__Exercise requirements__.
All entries need to be written out again exactly, without their pictures.

[Natural-language object grounding data]

- - - - -

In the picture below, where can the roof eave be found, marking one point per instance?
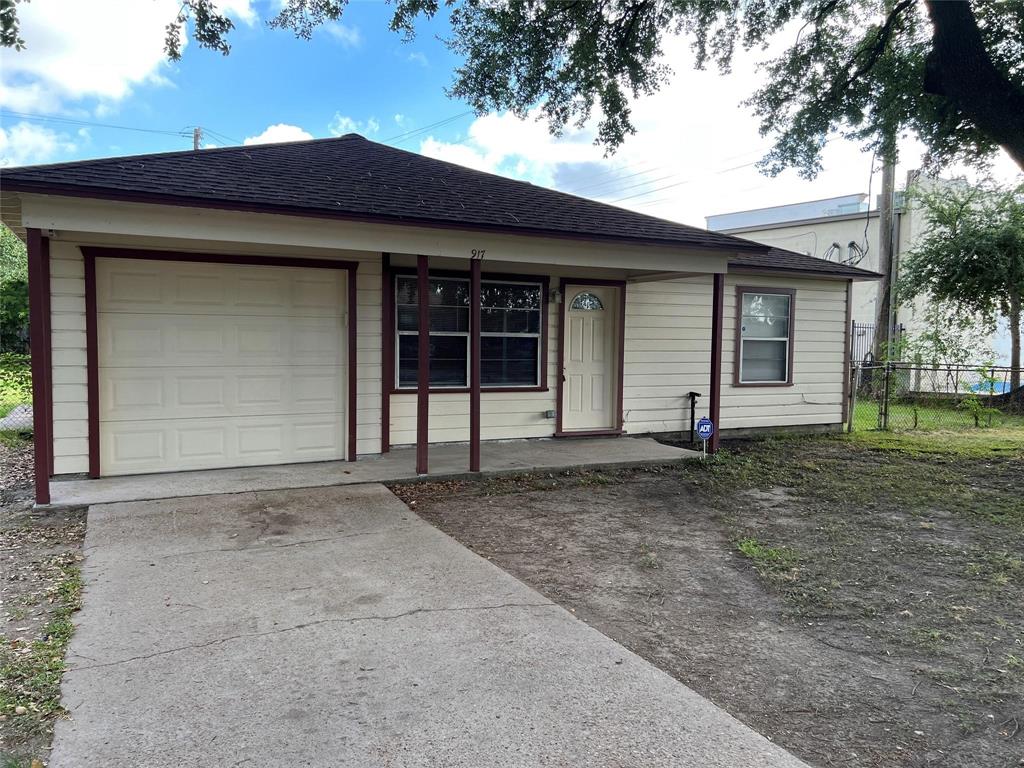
(858, 274)
(120, 196)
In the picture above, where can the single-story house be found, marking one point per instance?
(256, 305)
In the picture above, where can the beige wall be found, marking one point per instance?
(668, 351)
(668, 345)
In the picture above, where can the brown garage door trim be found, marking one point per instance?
(91, 253)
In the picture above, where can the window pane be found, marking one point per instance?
(764, 360)
(766, 305)
(510, 321)
(448, 360)
(509, 360)
(756, 327)
(586, 302)
(499, 295)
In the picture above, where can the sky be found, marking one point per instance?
(94, 82)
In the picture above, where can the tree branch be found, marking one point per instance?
(961, 71)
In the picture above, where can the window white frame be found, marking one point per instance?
(786, 340)
(540, 286)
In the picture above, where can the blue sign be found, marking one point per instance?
(706, 428)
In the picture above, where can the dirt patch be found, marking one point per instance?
(40, 555)
(860, 607)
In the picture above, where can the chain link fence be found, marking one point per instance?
(15, 392)
(906, 396)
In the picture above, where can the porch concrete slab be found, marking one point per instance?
(446, 461)
(333, 627)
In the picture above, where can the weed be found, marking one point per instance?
(30, 697)
(648, 558)
(770, 561)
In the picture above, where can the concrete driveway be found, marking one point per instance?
(332, 627)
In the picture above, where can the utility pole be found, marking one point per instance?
(883, 346)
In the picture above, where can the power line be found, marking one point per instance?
(578, 189)
(89, 123)
(409, 134)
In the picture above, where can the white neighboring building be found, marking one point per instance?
(845, 230)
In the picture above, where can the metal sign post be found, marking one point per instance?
(706, 428)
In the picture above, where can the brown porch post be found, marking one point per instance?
(353, 367)
(474, 366)
(39, 307)
(717, 323)
(387, 367)
(423, 365)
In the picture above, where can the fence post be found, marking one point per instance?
(853, 397)
(885, 396)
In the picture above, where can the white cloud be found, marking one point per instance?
(241, 10)
(349, 37)
(341, 124)
(692, 155)
(99, 49)
(25, 143)
(279, 132)
(74, 51)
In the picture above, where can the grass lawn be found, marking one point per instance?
(859, 599)
(909, 417)
(40, 590)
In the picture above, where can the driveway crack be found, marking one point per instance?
(307, 625)
(270, 546)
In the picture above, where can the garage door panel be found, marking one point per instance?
(137, 340)
(206, 366)
(131, 394)
(152, 445)
(165, 287)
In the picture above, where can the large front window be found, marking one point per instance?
(511, 325)
(765, 338)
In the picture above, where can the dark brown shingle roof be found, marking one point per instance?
(779, 260)
(353, 178)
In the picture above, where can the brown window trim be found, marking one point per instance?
(545, 283)
(737, 361)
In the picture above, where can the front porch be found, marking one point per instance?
(449, 461)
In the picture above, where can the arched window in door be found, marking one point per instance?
(586, 302)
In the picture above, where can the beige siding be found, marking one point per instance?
(368, 406)
(668, 351)
(71, 426)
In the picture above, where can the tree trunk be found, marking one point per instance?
(960, 70)
(1015, 342)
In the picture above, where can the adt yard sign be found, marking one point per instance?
(706, 428)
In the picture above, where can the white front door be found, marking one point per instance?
(205, 366)
(590, 386)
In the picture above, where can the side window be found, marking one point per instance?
(765, 337)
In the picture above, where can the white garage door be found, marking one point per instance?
(207, 366)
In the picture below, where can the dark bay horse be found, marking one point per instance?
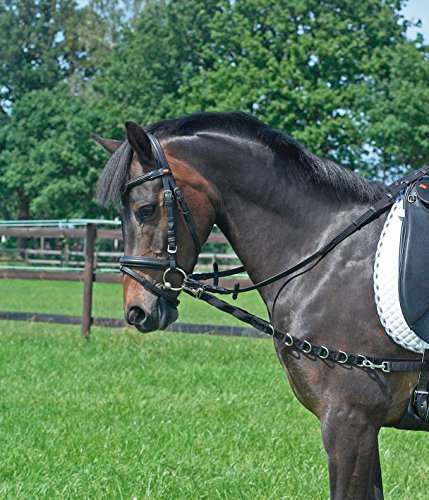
(276, 203)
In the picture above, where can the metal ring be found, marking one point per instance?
(164, 276)
(324, 353)
(289, 340)
(346, 357)
(306, 343)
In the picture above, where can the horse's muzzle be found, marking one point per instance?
(158, 318)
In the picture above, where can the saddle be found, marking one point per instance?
(414, 259)
(414, 280)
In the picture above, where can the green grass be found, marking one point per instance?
(59, 297)
(162, 415)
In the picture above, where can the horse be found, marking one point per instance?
(276, 202)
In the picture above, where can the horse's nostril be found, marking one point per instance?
(135, 316)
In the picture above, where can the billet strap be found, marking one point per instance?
(132, 261)
(421, 394)
(371, 214)
(386, 365)
(149, 285)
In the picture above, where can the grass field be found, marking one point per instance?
(161, 415)
(59, 297)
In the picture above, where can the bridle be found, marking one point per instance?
(174, 201)
(192, 283)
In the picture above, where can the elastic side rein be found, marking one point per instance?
(193, 286)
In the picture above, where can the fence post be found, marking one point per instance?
(88, 278)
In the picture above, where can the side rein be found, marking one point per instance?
(173, 198)
(192, 285)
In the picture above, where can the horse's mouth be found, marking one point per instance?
(161, 318)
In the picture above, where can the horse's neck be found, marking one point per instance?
(273, 220)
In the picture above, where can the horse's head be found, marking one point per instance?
(166, 216)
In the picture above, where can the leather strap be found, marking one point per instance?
(150, 285)
(132, 261)
(386, 365)
(421, 394)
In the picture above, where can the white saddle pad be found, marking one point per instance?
(386, 279)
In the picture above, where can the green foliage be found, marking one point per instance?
(339, 76)
(48, 166)
(39, 46)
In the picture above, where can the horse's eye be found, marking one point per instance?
(146, 212)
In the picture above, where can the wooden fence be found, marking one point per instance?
(89, 264)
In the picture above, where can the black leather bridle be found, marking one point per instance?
(173, 200)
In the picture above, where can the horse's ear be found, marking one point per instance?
(109, 145)
(140, 142)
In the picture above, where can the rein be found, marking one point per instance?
(192, 285)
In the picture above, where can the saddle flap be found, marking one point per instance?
(414, 259)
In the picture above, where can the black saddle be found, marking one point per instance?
(414, 259)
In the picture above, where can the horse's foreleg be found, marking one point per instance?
(376, 484)
(351, 445)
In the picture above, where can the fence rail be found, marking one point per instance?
(92, 268)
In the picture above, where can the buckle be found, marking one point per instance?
(366, 363)
(166, 285)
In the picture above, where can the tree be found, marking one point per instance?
(160, 50)
(39, 46)
(309, 68)
(49, 168)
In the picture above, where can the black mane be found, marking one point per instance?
(238, 124)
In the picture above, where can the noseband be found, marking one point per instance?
(173, 200)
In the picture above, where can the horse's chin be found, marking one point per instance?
(161, 320)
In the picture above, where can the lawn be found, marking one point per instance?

- - - - -

__Result below__.
In the picture below, where can the roof eave be found, marking one point per instance?
(858, 274)
(120, 196)
In the picture above, where can the single-story house be found, marking one point per instance?
(256, 305)
In the picture above, where can the beige wall be found, marking one point per instance?
(668, 351)
(668, 345)
In the picture above, where can the brown garage door trim be found, marking one point per instance?
(91, 253)
In the picture above, where can the window pane be found, marking one point per instance?
(764, 360)
(766, 305)
(510, 321)
(448, 360)
(509, 360)
(756, 327)
(586, 302)
(499, 295)
In the picture above, where can the sky be found, marking one point per instance?
(94, 82)
In the picture above, where can the tree branch be found, marking one point per instance?
(961, 71)
In the picture above, where can the window white frame be found, marking one point per instance?
(786, 340)
(540, 286)
In the picture above, where can the blue sign be found, marking one point per instance?
(706, 428)
In the picture above, where can the dirt patch be found, marking one point per instance?
(40, 555)
(860, 607)
In the picture above, where can the chain link fence be found, marking one point per instance?
(15, 392)
(906, 396)
In the picture above, where can the porch concrete slab be found, marking one point per instance?
(446, 461)
(333, 627)
In the picture above, where can the weed be found, marking one point per instance?
(30, 697)
(648, 558)
(770, 561)
In the picture above, where can the concrete driveway be found, marking one point per instance?
(332, 627)
In the picture above, where can the utility pole be found, marking one point per instance?
(883, 346)
In the picture above, where can the power line be found, marking one point per instance?
(578, 189)
(89, 123)
(409, 134)
In the picture above, where can the white neighboring building be found, marking one point per instance?
(845, 230)
In the picture above, where can the metal sign post be found, marking one point per instance?
(706, 428)
In the picture above, where can the brown porch post be found, marking one point per instance?
(353, 367)
(474, 366)
(39, 307)
(717, 323)
(387, 367)
(423, 365)
In the picture above, where can the fence post be found, marking one point per instance?
(853, 397)
(885, 396)
In the picture above, where can the white cloud be found, marking one point per instance?
(241, 10)
(349, 37)
(341, 124)
(692, 155)
(99, 49)
(25, 143)
(279, 132)
(74, 51)
In the picture above, where can the grass lawn be found, marking one point per instance?
(859, 599)
(909, 417)
(40, 590)
In the picture above, where can the driveway crack be found, marking one point per instance?
(307, 625)
(270, 546)
In the picture above, where can the garage door panel be found, marking one point per instance?
(137, 340)
(206, 366)
(131, 394)
(152, 445)
(165, 287)
In the picture above, where can the large front window be found, marking one point per instance?
(511, 325)
(765, 338)
In the picture above, where can the dark brown shingle roof be found, marking one point per instance?
(779, 260)
(353, 178)
In the picture above, where can the brown window trim be found, marking one point per instance?
(545, 283)
(737, 361)
In the picture above, where can the front porch be found, marking one point per instance?
(449, 461)
In the picture above, where can the arched window in door be found, marking one point per instance?
(586, 302)
In the picture above, where can the beige siding be found, marking one point per instance?
(368, 406)
(668, 351)
(71, 426)
In the picture above, where can the tree trunk be found, marking one point per instance?
(960, 70)
(1015, 342)
In the picture above, where can the adt yard sign be found, marking one point per instance?
(706, 428)
In the picture above, where can the white front door be found, marking one point per instance?
(205, 366)
(590, 386)
In the picture above, where can the side window be found, marking one point per instance?
(765, 337)
In the picture above, where can the white garage door be found, marking one point per instance?
(207, 366)
In the picture below, where can the dark bay horse be found, marking one point per instance?
(276, 203)
In the picture above, where can the metal ring be found, marking one point per instance?
(164, 276)
(324, 353)
(289, 340)
(346, 357)
(306, 343)
In the picture above, where can the horse's muzzle be found, marking one point per instance?
(158, 318)
In the picture above, where can the saddle be found, marking one point per instance?
(414, 259)
(414, 280)
In the picture above, where can the green grass be found, marking one point per instance?
(59, 297)
(162, 415)
In the picture above, where can the horse be found, marking one point per instance?
(276, 202)
In the picture above, where can the horse's nostril be found, marking one point per instance?
(135, 316)
In the picture above, where can the billet strap be found, marking one point per instance?
(132, 261)
(421, 394)
(371, 214)
(386, 365)
(149, 285)
In the picture above, where can the grass field be found, marking one point per instance?
(161, 415)
(59, 297)
In the picture above, where can the bridle be found, marking one point per instance?
(174, 201)
(192, 283)
In the picture above, where can the elastic side rein be found, marking one point per instance?
(193, 286)
In the picture above, where can the fence post be found, marking one point per instance?
(88, 278)
In the picture above, where can the side rein be found, marking one point per instance?
(173, 198)
(192, 285)
In the picture above, where can the horse's mouth be found, marking one point per instance?
(161, 318)
In the picture above, where can the horse's neck be found, marking one point per instance?
(273, 220)
In the picture above, where can the horse's head be found, marking one point per instance?
(166, 216)
In the picture above, where can the leather strap be found, marking one point per instance?
(150, 285)
(132, 261)
(386, 365)
(421, 394)
In the picture above, where can the white saddle pad be found, marking one point per instance?
(386, 279)
In the picture above, where can the green foliage be found, marking one point per instance?
(339, 76)
(48, 166)
(39, 46)
In the picture above, where can the horse's eye be found, marking one point per instance?
(146, 212)
In the picture above, where can the wooden fence be found, marking one point per instance?
(89, 264)
In the picture above, where can the black leather bridle be found, marking one point per instance?
(173, 200)
In the picture above, where can the horse's ear be found, marking one point per instance?
(109, 145)
(140, 142)
In the picture above, where can the rein be found, marking one point per instance?
(192, 285)
In the picture above, where can the saddle flap be found, marking one point per instance?
(414, 259)
In the picture above, where can the black saddle be found, marking one point per instance?
(414, 259)
In the picture above, where can the horse's foreleg be found, marking one point per instance?
(376, 484)
(351, 445)
In the picture above, where can the fence rail be found, marking one point per instance?
(92, 268)
In the picture above, where can the buckle be found, marking one point per instance?
(366, 363)
(166, 285)
In the picture above, where can the tree be found, marking one point per instance?
(160, 50)
(39, 46)
(309, 68)
(49, 168)
In the picture above, where can the black mane be found, marking one point per instance?
(238, 124)
In the picture above, where can the noseband be found, marking one point per instance?
(173, 200)
In the picture above, where can the horse's chin be found, marking one point per instance?
(161, 320)
In the picture above, where can the lawn be found, marking one point per instance?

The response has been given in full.